▸ **Your assignment**
Copy exactly. Begin with the line that contains "For every instance of the excavator bucket, the" and stop after the last line of the records.

[Saved entries]
::::::

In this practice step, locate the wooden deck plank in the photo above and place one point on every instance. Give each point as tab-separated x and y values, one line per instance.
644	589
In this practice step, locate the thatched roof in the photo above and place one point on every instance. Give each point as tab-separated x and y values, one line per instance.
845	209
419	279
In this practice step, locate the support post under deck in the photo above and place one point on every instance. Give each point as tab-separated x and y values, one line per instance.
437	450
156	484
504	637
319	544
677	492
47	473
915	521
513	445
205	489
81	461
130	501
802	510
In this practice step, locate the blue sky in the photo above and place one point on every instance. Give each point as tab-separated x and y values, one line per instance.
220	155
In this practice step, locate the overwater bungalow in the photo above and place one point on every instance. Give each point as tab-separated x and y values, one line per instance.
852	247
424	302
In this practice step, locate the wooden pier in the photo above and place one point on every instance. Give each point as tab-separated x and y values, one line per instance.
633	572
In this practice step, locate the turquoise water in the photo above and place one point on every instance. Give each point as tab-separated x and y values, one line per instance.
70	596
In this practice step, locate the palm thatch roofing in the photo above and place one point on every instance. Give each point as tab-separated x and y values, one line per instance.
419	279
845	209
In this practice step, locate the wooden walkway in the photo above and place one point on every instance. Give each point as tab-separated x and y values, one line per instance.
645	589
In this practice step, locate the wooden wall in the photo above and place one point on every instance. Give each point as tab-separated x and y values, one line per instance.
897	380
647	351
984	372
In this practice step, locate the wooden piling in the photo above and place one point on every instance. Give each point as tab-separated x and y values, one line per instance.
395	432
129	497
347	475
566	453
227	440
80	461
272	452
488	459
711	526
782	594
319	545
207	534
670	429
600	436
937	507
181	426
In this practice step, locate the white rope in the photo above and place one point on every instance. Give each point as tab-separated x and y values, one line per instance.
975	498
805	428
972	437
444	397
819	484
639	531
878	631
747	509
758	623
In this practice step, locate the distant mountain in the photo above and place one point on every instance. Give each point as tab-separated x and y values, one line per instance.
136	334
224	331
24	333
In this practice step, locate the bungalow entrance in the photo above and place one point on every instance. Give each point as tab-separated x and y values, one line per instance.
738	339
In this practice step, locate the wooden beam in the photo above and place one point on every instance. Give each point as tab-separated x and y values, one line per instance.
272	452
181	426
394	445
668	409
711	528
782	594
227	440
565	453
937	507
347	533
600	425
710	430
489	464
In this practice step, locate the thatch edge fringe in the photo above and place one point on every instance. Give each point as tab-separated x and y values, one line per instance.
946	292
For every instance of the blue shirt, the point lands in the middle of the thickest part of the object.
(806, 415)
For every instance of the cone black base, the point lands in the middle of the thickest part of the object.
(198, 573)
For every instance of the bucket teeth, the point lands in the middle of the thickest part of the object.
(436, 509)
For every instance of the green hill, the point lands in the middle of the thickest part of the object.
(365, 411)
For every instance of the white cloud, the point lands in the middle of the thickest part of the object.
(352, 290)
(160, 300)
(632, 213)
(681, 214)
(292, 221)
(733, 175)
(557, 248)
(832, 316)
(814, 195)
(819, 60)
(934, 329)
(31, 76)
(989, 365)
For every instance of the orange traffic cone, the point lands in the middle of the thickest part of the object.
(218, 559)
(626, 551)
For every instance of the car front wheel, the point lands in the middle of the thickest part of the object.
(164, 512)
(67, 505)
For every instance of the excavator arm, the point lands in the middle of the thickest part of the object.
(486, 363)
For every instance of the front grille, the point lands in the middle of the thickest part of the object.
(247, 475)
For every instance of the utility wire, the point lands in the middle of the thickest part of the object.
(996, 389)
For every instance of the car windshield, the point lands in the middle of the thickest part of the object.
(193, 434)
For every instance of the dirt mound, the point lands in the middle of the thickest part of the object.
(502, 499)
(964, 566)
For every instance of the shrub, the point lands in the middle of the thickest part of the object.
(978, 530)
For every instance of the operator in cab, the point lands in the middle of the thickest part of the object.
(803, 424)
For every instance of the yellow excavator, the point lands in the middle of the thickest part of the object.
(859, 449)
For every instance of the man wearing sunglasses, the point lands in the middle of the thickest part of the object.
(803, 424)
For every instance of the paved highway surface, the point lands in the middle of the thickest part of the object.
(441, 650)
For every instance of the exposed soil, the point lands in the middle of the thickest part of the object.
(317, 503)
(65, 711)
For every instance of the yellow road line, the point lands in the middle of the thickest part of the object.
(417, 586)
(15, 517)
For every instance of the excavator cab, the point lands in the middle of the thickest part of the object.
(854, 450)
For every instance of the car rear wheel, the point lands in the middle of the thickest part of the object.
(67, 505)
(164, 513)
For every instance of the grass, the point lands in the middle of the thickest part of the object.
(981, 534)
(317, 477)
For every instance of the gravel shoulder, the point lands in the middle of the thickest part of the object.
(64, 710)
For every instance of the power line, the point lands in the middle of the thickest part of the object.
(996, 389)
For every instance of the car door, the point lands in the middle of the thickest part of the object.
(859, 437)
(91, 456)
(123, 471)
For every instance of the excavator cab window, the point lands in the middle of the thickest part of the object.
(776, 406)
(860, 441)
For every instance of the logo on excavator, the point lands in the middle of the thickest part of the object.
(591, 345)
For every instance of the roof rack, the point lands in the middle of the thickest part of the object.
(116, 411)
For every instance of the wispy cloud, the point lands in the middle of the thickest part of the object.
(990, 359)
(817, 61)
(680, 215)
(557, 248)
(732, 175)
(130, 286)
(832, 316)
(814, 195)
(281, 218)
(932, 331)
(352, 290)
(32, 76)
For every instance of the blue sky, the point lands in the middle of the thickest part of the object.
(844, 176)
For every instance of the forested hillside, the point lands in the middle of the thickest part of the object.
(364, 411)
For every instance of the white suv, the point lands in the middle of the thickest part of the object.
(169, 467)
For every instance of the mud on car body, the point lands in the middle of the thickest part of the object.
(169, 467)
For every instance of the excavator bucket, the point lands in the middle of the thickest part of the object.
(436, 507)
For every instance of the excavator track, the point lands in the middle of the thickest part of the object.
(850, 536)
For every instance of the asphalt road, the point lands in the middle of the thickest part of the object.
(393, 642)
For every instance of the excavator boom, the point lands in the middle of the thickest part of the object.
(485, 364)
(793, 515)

::::::

▸ **Exercise response**
For every instance of the excavator bucket, the point lands in the middle of the thickest part of the object.
(436, 507)
For every instance of the excavator track, the point lands in the middle of the thickest part of the object.
(850, 536)
For every instance of the asphalt road, the point lands in the middle of the thickest part of the object.
(393, 642)
For every instance of the excavator boom, the point lands in the middle of the thickest part of the object.
(485, 364)
(793, 515)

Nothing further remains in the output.